* Task to complete: Copy out the lines below, from the one holding "Where can the hedgehog eye" through the one holding "column 282, row 177", inclusive, with no changes.

Point annotation dataset rows
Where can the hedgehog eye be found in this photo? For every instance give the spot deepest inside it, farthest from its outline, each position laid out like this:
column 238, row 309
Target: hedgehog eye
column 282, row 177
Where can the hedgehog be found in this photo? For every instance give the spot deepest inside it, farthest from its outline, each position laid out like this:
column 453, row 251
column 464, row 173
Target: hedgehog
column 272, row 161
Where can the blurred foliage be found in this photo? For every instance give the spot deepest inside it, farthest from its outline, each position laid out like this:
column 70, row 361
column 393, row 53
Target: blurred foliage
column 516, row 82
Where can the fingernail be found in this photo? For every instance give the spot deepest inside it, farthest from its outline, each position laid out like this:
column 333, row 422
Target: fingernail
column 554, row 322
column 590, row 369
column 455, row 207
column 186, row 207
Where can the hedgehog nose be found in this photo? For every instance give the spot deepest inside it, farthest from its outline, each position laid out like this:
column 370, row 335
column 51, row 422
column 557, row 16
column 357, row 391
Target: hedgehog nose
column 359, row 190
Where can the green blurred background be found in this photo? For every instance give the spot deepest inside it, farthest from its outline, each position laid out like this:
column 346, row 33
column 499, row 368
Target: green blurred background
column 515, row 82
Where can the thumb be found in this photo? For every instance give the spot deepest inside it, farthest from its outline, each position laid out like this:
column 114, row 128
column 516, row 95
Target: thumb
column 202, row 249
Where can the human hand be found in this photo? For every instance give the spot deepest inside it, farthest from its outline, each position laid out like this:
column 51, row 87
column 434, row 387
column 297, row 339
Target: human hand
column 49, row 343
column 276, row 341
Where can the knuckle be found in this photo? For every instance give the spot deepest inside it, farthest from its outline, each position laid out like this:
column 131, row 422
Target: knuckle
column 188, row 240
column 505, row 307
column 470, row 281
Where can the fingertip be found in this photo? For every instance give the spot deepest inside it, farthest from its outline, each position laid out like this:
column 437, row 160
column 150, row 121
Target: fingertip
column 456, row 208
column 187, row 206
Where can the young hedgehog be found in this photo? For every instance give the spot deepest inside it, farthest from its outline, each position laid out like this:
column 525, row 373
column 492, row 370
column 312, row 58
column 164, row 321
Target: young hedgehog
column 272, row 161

* * *

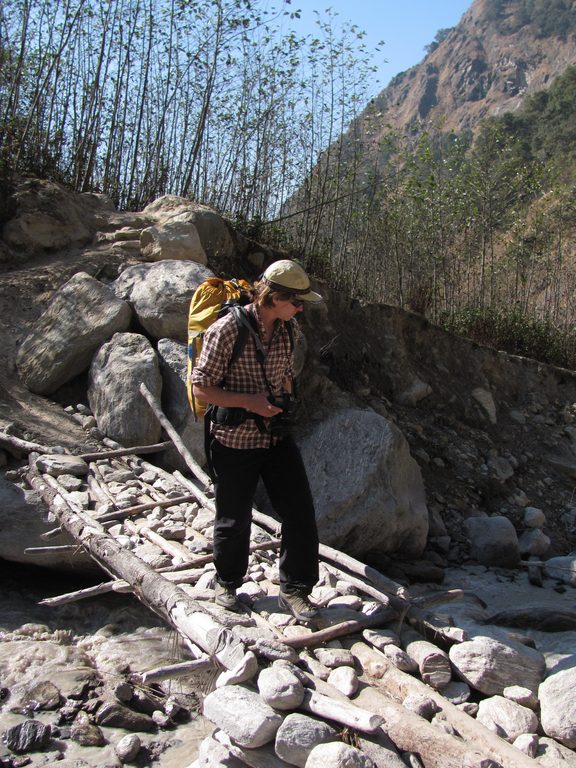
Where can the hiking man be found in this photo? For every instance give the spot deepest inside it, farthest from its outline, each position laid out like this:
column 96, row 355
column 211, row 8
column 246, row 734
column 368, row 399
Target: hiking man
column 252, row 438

* Output:
Where can the hedgehog eye be found in this photo? For every instance give the spot deepest inside it, farthest from its outline, each position laid out like this:
column 238, row 309
Target: hedgehog eye
column 282, row 177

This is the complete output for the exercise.